Update the entries below by changing every "village house" to "farmhouse", keeping everything else identical.

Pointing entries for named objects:
::::
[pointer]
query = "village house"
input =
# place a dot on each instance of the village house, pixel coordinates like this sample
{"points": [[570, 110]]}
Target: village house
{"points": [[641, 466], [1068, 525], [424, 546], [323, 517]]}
::::
§ Written solution:
[pointer]
query = "farmhouse"
input =
# place a dot on each instance of the farmhouse, pixel coordinates like this sample
{"points": [[570, 110]]}
Target: farmhouse
{"points": [[641, 466], [1068, 525], [424, 546], [323, 517]]}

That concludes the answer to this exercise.